*Task statement*
Pick out every row below that contains the word "texture", and copy each one in full.

begin Dataset rows

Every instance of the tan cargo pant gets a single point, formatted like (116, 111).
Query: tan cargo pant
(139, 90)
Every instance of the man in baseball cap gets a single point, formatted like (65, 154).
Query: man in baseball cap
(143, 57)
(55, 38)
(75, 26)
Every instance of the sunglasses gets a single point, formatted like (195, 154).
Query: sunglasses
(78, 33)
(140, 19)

end Dataset rows
begin Dataset rows

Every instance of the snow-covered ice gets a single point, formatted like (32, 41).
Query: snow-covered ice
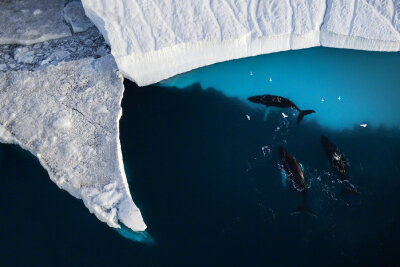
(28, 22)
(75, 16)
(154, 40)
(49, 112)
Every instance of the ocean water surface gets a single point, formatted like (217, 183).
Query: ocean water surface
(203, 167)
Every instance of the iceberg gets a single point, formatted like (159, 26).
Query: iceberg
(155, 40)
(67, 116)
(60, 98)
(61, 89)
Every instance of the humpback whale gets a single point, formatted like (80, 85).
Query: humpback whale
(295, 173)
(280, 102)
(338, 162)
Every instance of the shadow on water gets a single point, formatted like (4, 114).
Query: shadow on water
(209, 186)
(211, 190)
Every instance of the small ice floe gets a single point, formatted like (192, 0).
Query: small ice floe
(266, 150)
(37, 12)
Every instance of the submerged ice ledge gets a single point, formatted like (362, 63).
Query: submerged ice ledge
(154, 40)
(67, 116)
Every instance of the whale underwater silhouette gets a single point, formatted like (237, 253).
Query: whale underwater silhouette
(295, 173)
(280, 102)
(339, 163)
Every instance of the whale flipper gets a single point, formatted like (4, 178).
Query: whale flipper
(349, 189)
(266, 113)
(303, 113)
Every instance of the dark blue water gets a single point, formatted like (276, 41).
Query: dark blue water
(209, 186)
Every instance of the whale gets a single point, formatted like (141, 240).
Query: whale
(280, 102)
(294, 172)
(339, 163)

end Dataset rows
begin Dataset rows

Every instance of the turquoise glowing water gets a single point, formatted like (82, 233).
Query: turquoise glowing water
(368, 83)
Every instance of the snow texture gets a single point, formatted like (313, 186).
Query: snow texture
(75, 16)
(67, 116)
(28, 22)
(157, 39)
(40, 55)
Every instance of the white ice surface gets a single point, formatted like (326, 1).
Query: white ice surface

end Dataset rows

*Task output*
Every instance of the snow texture gets a single point, formatted like (313, 186).
Query: snow texture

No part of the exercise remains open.